WHAT TO WORK ON:
1: Repeat the part of the forum thread about Maggette starting at "It seems more" and ending at "can we do with him?".
2: In the forum thread about Maggette, what does RD say the team would get back from Detroit in his proposed trade?
3: Write the next part of the forum thread about Maggette, picking up after its final sentence.

# What can we do with Maggette???



## basketball_jesus (Jun 15, 2002)

It seems more and more likely that we will not be getting Baron Davis or Andre Miller, and I think we will be just fine with Jaric and Dooling. (Odom handles the ball anyways) So now the question is, what will happen to Maggette? We have no way to give him any minutes. Odom, Miles, Richardson all play his positions and will get the time ahead of him. So, what do we do with him? He is too talented to be buryed on the bench, and I feel like he deserves pt but he cant get it with us. Can we trade him? He was part of the trades for Andre or Baron but now that fell through. What do we do? Same question with Wilcox. It seems we all like Ely better, so what can we do with him?


----------



## Fordy74 (May 22, 2002)

Clips have a very deep roster now with the additions of Wilcox,Ely, and Jaric. Unfortunately someone is going to have to sit. wow who is it gonna be? Probably Maggete-OH.


----------



## RD (Jun 10, 2002)

I still think a deal involving Maggette and Wilcox(and others) will happen for a PG.

I think N.O. would accept Maggette/Wilcox/Dooling(or Jaric) and a future pick for Davis once they realize he isn't going to stick around.

If not, I do think the Clips will get Andre Miller for something close to the same package. Maybe another team will get involved and take Maggette since he said he doesn't want to be in Cleveland.

But if something doesn't get done for a PG, I still think there are other options.

One I'd try and do is trade Maggette and Wilcox to Detroit. In return, we get Tayshaun Prince and the draft pick from Memphis that is only #1 protected.

Now, that is a gamble - That Memphis pick could end up at pick 13. But, it could also end up at #2. I would take the gamble because we have to clear up some room. But I think it would be somewhat safe to assume the pick to be about 5-7, which is fine with me. 

Prince would come aboard as a late 1st round rookie, and he would expect to not get much time. So we could kind of keep him on the bench and just play him in mop up time. He's not at Maggette's level in terms of expecting PT yet. And next year, if we aren't happy with our Pg play, we'll have a shot at TJ Ford or Chris Duhon with that pick acquired.

DATASET EXCERPTS:
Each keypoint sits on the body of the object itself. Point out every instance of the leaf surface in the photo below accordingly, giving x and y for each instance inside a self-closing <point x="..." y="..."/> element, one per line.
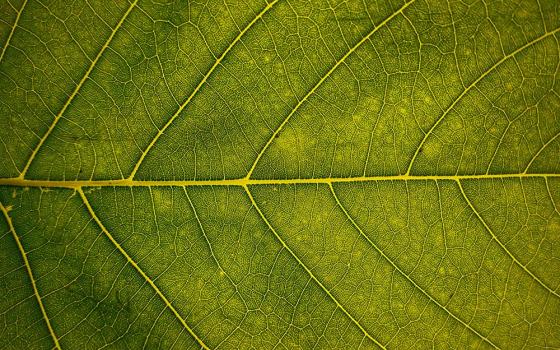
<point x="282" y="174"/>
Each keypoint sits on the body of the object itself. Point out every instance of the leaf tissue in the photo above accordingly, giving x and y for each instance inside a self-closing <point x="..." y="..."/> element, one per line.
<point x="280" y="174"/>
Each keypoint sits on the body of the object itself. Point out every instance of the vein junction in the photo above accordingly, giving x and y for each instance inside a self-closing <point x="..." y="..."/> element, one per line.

TASK-BY-TASK OUTPUTS:
1:
It seems more and more likely that we will not be getting Baron Davis or Andre Miller, and I think we will be just fine with Jaric and Dooling. (Odom handles the ball anyways) So now the question is, what will happen to Maggette? We have no way to give him any minutes. Odom, Miles, Richardson all play his positions and will get the time ahead of him. So, what do we do with him? He is too talented to be buryed on the bench, and I feel like he deserves pt but he cant get it with us. Can we trade him? He was part of the trades for Andre or Baron but now that fell through. What do we do? Same question with Wilcox. It seems we all like Ely better, so what can we do with him?

2: Tayshaun Prince and the draft pick from Memphis that is only #1 protected.

3:
Obviously thats not a rumor, just something I thought of. So it's almost impossible it happens.

Realisticly, I'd look to deal Maggette for 2 future conditional #1 picks. That may not necessarily be the ideal deal we'd like, but lets face it, Maggette is the oddman out. He isnt as good as Q or Odom, and doesnt have the upside of Miles. Plus, he's a FA next year and he will certainly leave, and we'll get nothing.

I do think something has to be done - Once Elgin exhausts all searches for a PG, I think he'll look to unload Maggette for future considerations.


----------



## basketball_jesus (Jun 15, 2002)

I would love to get some high picks in the next three drafts or so. Next year there is TJ Ford and Duhon, and after that there is Sebastian Telfair and all other points who come out early. In high school and college right now there are loads of good points. If we cant get Andre or Baron a high pick would be great.


----------



## STING (May 29, 2002)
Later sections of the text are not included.